(Items listed in a dataset)
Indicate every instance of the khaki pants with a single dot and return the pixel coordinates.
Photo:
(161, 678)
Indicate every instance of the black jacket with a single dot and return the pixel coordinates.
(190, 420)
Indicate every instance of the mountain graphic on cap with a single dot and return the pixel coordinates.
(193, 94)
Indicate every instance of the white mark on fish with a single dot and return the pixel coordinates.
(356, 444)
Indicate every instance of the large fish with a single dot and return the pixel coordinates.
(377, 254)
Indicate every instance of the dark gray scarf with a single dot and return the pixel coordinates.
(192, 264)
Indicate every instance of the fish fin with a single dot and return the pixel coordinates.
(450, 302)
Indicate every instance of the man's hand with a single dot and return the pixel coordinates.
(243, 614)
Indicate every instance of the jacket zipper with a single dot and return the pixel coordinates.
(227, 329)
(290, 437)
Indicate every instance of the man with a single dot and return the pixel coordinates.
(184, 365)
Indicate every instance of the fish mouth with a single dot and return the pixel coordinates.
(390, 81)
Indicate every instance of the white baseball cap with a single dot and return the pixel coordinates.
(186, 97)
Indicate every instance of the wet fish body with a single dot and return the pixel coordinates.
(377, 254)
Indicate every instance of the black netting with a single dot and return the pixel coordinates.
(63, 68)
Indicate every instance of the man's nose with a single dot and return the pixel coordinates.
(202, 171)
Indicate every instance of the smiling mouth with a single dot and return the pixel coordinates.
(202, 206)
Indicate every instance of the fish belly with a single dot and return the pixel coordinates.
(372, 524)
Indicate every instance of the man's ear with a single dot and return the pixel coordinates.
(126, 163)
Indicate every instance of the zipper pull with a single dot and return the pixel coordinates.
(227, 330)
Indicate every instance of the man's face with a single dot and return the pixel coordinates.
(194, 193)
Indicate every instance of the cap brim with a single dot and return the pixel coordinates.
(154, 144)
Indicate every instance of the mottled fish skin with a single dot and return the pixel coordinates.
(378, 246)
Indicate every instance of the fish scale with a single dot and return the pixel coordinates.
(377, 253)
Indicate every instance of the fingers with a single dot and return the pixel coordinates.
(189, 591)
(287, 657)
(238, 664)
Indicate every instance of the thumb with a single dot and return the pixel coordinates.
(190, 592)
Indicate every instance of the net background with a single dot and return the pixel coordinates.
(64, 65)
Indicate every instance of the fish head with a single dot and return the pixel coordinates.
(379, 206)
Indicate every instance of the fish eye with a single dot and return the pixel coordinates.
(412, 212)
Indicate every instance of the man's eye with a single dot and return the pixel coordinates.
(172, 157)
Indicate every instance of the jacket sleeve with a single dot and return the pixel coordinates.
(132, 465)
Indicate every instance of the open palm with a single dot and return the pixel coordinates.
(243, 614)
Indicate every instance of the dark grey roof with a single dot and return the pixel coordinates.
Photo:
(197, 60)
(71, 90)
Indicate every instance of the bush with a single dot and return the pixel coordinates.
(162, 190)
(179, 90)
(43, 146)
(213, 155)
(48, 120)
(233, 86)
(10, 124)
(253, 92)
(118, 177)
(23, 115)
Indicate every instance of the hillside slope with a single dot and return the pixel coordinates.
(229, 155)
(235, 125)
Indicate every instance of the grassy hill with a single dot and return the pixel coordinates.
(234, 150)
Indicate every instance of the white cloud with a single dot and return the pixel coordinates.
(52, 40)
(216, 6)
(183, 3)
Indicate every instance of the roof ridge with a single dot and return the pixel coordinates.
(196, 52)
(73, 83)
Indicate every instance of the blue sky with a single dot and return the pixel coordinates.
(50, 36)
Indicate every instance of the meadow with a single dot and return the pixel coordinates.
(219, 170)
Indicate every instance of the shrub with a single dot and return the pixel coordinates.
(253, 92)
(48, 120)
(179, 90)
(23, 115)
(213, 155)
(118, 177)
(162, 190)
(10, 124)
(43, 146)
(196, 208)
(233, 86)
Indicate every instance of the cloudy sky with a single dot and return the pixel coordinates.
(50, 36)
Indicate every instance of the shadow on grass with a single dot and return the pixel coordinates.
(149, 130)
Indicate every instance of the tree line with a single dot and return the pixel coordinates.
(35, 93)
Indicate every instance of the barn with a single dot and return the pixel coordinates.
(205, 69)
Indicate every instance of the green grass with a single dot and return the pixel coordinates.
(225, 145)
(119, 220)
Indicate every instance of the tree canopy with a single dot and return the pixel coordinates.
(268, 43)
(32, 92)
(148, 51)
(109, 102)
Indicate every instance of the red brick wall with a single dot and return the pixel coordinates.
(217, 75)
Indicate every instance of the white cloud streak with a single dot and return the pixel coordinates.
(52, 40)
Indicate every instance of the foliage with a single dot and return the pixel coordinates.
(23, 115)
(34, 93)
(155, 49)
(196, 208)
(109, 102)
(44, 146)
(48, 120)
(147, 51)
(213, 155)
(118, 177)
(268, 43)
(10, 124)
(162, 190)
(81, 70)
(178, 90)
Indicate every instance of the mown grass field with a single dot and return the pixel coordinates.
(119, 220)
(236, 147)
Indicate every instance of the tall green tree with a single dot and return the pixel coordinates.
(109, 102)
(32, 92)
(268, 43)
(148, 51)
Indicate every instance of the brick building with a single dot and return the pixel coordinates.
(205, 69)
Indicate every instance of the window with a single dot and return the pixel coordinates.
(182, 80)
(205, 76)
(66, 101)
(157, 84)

● Task description
Reproduce the data shown above exactly.

● Correct result
Indicate every instance of the khaki pants with a single dot and return the pixel coordinates.
Photo:
(161, 678)
Indicate every instance of the black jacket with a single dot and return the pixel coordinates.
(190, 420)
Indicate every instance of the mountain graphic on cap with a single dot and return the pixel coordinates.
(193, 94)
Indicate every instance of the white mark on fish with a single dot and return the pixel coordinates.
(356, 444)
Indicate every instance of the large fish with a single dot and return the pixel coordinates.
(377, 254)
Indicate every instance of the dark gray scarf with a single dot and return the pixel coordinates.
(192, 264)
Indicate every instance of the fish fin with a single dot and return the pixel coordinates.
(450, 302)
Indicate every instance of the man's hand with a single dot and return the pixel coordinates.
(243, 614)
Indicate every instance of the jacket zipper with a single dot and return the pixel coordinates.
(227, 329)
(290, 437)
Indicate every instance of the man with a single dot and return the pixel coordinates.
(184, 365)
Indicate every instance of the fish mouth with a single dot and return the pixel coordinates.
(390, 81)
Indicate every instance of the white baseball cap with a single dot and return the pixel coordinates.
(186, 97)
Indicate every instance of the wet fish body with a single dot and return the pixel coordinates.
(377, 254)
Indicate every instance of the black netting with a single dot and return the pixel coordinates.
(63, 68)
Indicate every instance of the man's nose with a single dot and return the pixel coordinates.
(202, 171)
Indicate every instance of the smiling mouth with a single dot and return the pixel coordinates.
(202, 206)
Indicate every instance of the fish belly with a single dot and return the pixel coordinates.
(372, 524)
Indicate every instance of the man's ear with a single dot and return the pixel coordinates.
(126, 163)
Indicate every instance of the zipper pull with a single dot and return the pixel coordinates.
(227, 330)
Indicate every instance of the man's face with a single dot and return the pixel coordinates.
(194, 193)
Indicate every instance of the cap brim with a single dot and return the pixel coordinates.
(154, 144)
Indicate every instance of the mottled fish skin with a single dot and return the pixel coordinates.
(378, 246)
Indicate every instance of the fish scale with a single dot and return the pixel coordinates.
(377, 253)
Indicate every instance of the fingers with a single dot and return the pixel coordinates.
(189, 591)
(287, 657)
(238, 664)
Indicate every instance of the thumb with a single dot and return the pixel coordinates.
(190, 592)
Indicate every instance of the net background with a single dot and return the pixel coordinates.
(64, 65)
Indicate every instance of the fish head with a single dot and return the pixel coordinates.
(379, 206)
Indicate every instance of the fish eye with a single dot and return the pixel coordinates.
(412, 212)
Indicate every instance of the man's eye with a single dot and return the pixel coordinates.
(172, 157)
Indicate every instance of the jacket sleeve with a single dot and return the pixel coordinates.
(132, 465)
Indicate every instance of the open palm with a single dot and return the pixel coordinates.
(243, 614)
Indicate every instance of the dark grey roof with a single dot and return the pixel coordinates.
Photo:
(197, 60)
(71, 90)
Indicate every instance of the bush with a single dot and return the pixel coordinates.
(162, 190)
(179, 90)
(43, 146)
(213, 155)
(48, 120)
(233, 86)
(10, 124)
(253, 92)
(118, 177)
(23, 115)
Indicate every instance of the hillside slope with a single dot and return the pixel coordinates.
(229, 155)
(235, 125)
Indicate every instance of the grassy hill with a single dot and return the pixel coordinates.
(234, 150)
Indicate every instance of the white cloud with a single dot and return the pixel coordinates.
(52, 40)
(216, 6)
(183, 3)
Indicate every instance of the roof ridge with a single dot and return the pixel coordinates.
(196, 52)
(73, 83)
Indicate every instance of the blue sky with a single dot and return the pixel coordinates.
(50, 36)
Indicate every instance of the meadow with a single dot and return the pixel coordinates.
(219, 170)
Indicate every instance of the shrub with a single dot and return the pixel coordinates.
(253, 92)
(48, 120)
(179, 90)
(23, 115)
(213, 155)
(118, 177)
(162, 190)
(10, 124)
(43, 146)
(196, 208)
(233, 86)
Indicate every instance of the cloudy sky with a single dot and return the pixel coordinates.
(50, 36)
Indicate every instance of the shadow on grass with a single dot and return the pixel coordinates.
(149, 130)
Indicate every instance of the tree line with a single dot and return the pixel coordinates.
(35, 93)
Indicate every instance of the barn with a single dot and return the pixel coordinates.
(205, 69)
Indicate every instance of the green grass with a single dot and return the pixel coordinates.
(225, 145)
(119, 220)
Indicate every instance of the tree canopy with a single dot and return the pixel coordinates.
(268, 43)
(32, 92)
(148, 51)
(109, 102)
Indicate every instance of the red brick wall with a single dot and return the pixel coordinates.
(217, 75)
Indicate every instance of the white cloud streak with a single dot and return the pixel coordinates.
(52, 40)
Indicate every instance of the foliage with a single dot and return the pixel coordinates.
(23, 115)
(34, 93)
(155, 49)
(196, 208)
(109, 102)
(44, 146)
(48, 120)
(147, 51)
(213, 155)
(118, 177)
(268, 43)
(10, 124)
(162, 190)
(81, 70)
(178, 90)
Indicate every instance of the mown grass field with a single dot and return the pixel coordinates.
(119, 220)
(236, 147)
Indicate every instance of the tall green tree with a single dot and return the pixel coordinates.
(109, 102)
(32, 92)
(268, 43)
(148, 51)
Indicate every instance of the brick building with a single dot and return the pixel coordinates.
(205, 69)
Indicate every instance of the window with a single dot and return the pixel coordinates.
(182, 80)
(205, 76)
(66, 101)
(157, 84)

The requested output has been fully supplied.